(Entries on locating named things)

'''

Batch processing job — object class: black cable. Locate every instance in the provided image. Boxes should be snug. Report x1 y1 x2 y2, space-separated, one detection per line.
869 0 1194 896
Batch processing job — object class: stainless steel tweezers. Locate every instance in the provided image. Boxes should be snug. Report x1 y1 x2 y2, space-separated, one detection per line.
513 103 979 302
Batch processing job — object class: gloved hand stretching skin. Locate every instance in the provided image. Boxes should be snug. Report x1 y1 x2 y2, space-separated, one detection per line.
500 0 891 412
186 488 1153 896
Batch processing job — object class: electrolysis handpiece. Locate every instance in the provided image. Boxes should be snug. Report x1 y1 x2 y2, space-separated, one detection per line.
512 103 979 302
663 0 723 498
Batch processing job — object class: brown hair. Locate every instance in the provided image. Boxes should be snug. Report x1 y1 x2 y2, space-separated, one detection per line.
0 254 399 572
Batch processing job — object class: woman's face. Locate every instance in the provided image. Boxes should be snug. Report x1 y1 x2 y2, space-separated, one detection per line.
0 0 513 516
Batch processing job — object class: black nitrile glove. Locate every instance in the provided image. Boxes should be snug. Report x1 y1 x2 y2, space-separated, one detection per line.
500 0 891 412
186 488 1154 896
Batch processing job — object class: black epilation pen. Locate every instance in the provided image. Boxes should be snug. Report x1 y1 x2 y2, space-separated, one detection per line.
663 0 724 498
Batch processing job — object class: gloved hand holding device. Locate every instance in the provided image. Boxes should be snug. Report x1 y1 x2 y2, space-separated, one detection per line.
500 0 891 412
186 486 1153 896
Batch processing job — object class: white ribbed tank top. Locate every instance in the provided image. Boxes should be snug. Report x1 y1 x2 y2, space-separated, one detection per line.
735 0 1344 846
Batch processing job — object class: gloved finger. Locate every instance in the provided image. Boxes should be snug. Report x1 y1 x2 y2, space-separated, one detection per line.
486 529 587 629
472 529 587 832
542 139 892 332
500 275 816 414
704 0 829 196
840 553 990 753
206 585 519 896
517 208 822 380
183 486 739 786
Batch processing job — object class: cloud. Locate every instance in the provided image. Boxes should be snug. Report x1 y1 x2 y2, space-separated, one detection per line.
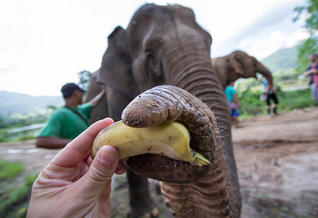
0 0 304 95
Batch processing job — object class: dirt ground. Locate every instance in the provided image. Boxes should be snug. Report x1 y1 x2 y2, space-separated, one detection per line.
0 107 318 217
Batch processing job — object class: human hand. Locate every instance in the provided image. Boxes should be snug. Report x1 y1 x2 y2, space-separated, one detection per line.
27 118 125 218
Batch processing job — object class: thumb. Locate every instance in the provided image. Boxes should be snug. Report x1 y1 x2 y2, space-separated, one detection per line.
80 145 119 195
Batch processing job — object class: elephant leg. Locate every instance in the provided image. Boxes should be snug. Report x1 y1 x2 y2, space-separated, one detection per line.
127 169 156 217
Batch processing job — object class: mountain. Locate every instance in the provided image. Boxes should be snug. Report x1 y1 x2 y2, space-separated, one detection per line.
261 45 298 73
0 91 64 120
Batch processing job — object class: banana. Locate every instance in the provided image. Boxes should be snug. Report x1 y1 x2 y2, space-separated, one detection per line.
92 121 210 166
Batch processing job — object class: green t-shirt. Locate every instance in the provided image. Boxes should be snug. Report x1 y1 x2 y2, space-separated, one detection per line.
224 86 236 102
38 103 93 139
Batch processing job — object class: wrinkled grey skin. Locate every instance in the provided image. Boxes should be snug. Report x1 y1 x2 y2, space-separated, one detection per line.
84 71 108 123
212 50 273 89
87 4 241 217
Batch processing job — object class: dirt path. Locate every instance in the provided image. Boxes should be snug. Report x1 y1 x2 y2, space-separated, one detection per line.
233 108 318 217
0 108 318 218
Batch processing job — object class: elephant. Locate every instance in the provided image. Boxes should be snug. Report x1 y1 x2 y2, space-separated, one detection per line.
212 50 273 89
84 70 108 123
87 4 241 218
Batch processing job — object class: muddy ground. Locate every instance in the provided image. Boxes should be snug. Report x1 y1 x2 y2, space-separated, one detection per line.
0 107 318 217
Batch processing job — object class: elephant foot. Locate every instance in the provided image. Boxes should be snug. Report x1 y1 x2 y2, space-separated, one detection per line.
127 207 160 218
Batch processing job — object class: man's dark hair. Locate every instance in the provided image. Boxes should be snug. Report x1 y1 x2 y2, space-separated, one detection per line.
61 83 85 98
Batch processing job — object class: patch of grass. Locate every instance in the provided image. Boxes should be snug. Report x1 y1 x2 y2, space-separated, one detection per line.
17 135 36 141
0 160 24 181
0 160 37 218
238 88 314 118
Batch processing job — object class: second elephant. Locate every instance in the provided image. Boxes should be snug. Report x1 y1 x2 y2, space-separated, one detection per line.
212 50 273 89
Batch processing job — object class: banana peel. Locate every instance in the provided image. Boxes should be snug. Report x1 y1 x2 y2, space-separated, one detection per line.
92 121 210 166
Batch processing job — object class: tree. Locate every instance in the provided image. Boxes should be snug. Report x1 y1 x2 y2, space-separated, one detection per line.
294 0 318 73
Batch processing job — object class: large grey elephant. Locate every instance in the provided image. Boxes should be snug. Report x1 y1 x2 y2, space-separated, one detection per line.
87 4 241 218
84 70 108 123
212 50 273 89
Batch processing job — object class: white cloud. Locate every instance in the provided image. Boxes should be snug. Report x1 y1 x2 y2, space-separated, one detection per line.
0 0 304 95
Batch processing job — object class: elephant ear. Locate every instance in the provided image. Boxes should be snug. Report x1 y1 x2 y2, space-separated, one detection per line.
230 53 246 77
97 26 137 98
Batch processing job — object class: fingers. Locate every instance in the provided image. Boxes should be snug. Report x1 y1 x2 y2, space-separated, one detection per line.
53 118 114 167
78 145 119 195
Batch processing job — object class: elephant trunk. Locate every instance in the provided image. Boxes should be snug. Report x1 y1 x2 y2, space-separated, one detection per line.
161 43 241 217
256 63 274 86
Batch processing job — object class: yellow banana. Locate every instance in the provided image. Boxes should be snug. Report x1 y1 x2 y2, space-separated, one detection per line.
92 121 210 166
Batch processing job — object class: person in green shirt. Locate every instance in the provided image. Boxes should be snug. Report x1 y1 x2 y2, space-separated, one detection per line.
35 83 105 149
224 80 240 128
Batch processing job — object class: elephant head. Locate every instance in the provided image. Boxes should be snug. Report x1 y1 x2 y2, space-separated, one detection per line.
84 70 108 123
98 4 241 217
212 51 273 89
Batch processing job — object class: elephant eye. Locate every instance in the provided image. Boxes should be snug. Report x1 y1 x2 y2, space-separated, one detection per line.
145 49 155 59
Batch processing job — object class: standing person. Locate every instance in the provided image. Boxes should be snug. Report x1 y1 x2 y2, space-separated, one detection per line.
304 54 318 104
260 76 278 116
36 83 105 149
224 80 240 128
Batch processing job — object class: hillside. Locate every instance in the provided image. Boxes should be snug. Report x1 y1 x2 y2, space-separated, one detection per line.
261 46 298 73
0 91 63 120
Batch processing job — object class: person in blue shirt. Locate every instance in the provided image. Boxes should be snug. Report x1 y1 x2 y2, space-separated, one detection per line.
260 76 278 115
224 80 240 128
304 54 318 103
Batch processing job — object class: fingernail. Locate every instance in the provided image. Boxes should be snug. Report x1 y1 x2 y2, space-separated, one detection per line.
96 145 118 169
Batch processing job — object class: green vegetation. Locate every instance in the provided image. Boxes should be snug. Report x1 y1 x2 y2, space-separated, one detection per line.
238 88 314 118
0 160 24 181
294 0 318 73
0 160 37 218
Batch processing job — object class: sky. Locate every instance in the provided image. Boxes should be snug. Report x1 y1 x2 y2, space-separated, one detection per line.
0 0 308 96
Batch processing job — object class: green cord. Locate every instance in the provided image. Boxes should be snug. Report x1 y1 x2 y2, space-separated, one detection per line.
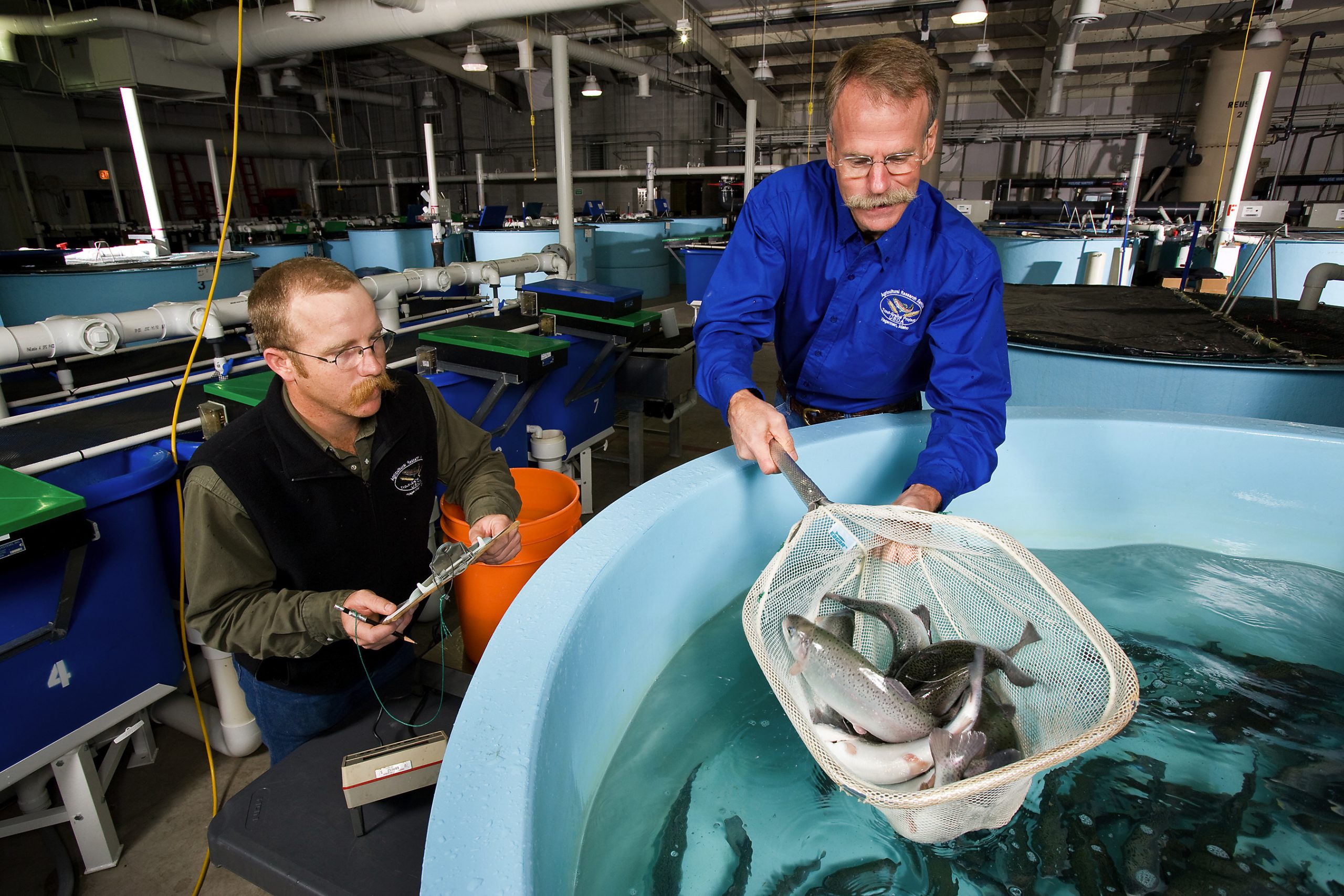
355 588 449 728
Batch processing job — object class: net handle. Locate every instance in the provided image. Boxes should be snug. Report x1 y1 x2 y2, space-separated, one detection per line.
770 440 831 511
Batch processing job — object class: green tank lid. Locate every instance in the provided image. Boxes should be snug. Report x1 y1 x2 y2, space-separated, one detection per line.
0 466 85 536
206 371 276 407
421 326 570 357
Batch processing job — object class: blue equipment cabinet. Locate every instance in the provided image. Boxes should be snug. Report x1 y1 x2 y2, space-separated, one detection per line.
0 446 183 787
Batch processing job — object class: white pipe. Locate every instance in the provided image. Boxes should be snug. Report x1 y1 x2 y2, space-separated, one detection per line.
102 146 127 224
206 140 228 241
1297 262 1344 312
121 87 168 255
1217 71 1272 246
553 35 578 258
173 0 607 69
742 99 755 199
1125 133 1148 219
14 419 204 476
644 146 657 214
0 7 215 62
476 153 485 211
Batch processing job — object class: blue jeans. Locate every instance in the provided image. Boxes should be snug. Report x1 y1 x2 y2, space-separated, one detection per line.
234 644 415 766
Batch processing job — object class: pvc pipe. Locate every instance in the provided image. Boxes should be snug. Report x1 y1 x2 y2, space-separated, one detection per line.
747 99 755 199
1125 133 1148 219
0 7 215 62
14 419 204 476
102 146 127 224
121 87 168 255
1297 262 1344 312
553 35 578 258
206 140 228 241
476 153 485 211
1215 71 1273 246
1083 252 1106 286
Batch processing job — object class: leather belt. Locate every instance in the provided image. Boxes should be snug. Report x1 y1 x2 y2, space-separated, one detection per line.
774 376 923 426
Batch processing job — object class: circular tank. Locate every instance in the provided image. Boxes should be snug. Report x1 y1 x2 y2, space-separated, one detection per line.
1236 233 1344 309
593 220 670 301
346 227 465 270
0 252 253 326
1008 343 1344 426
664 216 729 283
421 408 1344 896
246 240 322 271
985 234 1133 286
322 236 355 270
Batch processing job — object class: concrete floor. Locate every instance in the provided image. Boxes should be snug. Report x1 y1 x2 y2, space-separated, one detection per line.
0 286 778 896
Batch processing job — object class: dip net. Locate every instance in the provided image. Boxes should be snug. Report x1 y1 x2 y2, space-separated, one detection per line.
742 470 1138 842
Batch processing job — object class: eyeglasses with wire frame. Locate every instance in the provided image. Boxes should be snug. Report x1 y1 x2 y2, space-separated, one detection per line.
284 329 396 371
838 152 929 177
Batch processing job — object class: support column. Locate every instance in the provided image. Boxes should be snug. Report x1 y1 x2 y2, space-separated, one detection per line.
551 34 578 260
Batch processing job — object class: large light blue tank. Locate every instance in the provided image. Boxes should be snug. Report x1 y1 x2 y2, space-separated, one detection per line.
472 226 597 300
346 226 465 270
1236 231 1344 305
421 408 1344 896
668 215 729 283
0 252 253 326
593 219 672 301
985 234 1133 286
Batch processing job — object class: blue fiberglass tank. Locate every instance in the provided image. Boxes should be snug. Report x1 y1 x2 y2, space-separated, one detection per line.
0 251 253 326
593 219 675 301
338 224 465 270
470 224 597 300
0 446 183 786
1236 230 1344 305
668 215 729 283
985 231 1133 286
1004 285 1344 426
421 408 1344 894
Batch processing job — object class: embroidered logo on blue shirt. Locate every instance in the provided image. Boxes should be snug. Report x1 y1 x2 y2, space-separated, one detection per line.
878 289 923 329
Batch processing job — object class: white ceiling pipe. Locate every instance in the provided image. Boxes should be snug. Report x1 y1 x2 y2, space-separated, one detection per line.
1217 71 1273 248
175 0 601 69
0 7 215 62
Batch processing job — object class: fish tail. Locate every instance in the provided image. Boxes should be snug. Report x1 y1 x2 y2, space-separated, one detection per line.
1004 619 1040 657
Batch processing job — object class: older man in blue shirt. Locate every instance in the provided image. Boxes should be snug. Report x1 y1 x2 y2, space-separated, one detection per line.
696 39 1010 511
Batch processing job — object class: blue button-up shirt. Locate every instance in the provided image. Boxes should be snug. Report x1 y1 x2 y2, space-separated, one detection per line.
695 160 1011 505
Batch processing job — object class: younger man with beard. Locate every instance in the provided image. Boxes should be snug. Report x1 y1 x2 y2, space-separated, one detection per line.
695 38 1010 511
184 258 521 764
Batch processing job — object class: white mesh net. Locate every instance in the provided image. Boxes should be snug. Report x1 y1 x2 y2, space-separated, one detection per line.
742 504 1138 842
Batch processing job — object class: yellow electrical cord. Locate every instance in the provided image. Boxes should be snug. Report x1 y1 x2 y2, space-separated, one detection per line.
806 0 817 161
168 0 243 896
1214 19 1251 223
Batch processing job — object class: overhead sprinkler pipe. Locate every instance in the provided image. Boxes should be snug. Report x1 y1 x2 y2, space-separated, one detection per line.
121 87 168 255
553 35 583 258
1216 71 1272 251
0 7 215 62
102 146 127 224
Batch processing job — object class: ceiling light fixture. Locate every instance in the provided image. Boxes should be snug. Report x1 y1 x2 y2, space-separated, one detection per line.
951 0 989 26
463 31 489 71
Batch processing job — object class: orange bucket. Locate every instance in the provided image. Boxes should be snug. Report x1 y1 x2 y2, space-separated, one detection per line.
439 466 583 662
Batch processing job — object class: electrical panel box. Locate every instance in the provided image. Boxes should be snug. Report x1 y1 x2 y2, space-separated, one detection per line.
1236 199 1287 224
948 199 994 224
1306 203 1344 230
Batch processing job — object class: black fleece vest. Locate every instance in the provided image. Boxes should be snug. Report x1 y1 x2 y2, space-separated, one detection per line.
187 370 438 693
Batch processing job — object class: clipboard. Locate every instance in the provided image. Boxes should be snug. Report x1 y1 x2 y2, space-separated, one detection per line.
377 520 518 625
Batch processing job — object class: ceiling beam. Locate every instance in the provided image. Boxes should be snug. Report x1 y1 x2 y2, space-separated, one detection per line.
643 0 783 128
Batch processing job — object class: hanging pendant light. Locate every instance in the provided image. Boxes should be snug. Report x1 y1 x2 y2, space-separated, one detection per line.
951 0 989 26
463 31 489 71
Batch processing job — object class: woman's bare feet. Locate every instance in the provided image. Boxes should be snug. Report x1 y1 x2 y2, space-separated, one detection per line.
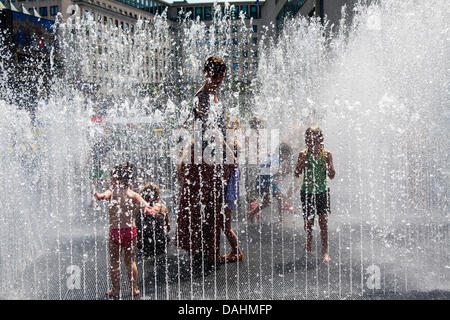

'''

Task description = Express everything from the first of the lines above down to the line containing "186 488 1154 896" as a JSON list of strings, one string per line, with blank lines left out.

Output below =
[
  "Batch processing job — object class: black cable. Locate every instance in the provided image. Boxes should be snug. Report x1 y1 x2 y2, space-separated, one detection per line.",
  "869 0 1194 896",
  "Batch processing job — object class: stainless steel tweezers. Locate every instance in the provided image. Boxes should be snug. Report x1 y1 x2 y2, space-separated, one detection per line.",
  "513 103 979 302",
  "Batch processing job — object class: gloved hand stretching skin. Locate every instance in the provided image. Boxes should be snug. Report x1 y1 x2 y2, space-separated, one detection per line.",
  "500 0 891 412",
  "186 488 1153 896",
  "Batch processing job — object class: electrolysis handpiece. Locate every instance in the provided image. Boxes should be snug. Report x1 y1 x2 y2, space-separated, one detection per line.",
  "512 103 979 302",
  "663 0 723 498",
  "Batch processing job — object class: brown hair. Locate every instance in the provided image. Boxes should be snug. Report x1 y1 x2 y2, space-separated, one detection per line.",
  "0 254 399 572",
  "Batch processing job — object class: woman's face. Locate every instance in the provided image. Boxes should be snug. Report x1 y1 x2 y2, space-separated, one detection per line.",
  "0 0 513 516",
  "Batch processing job — object class: black nitrile glove. Locate every instance in the provided image. Boxes should be snug. Report x1 y1 x2 y2, space-separated, one detection per line.",
  "500 0 891 412",
  "186 488 1154 896"
]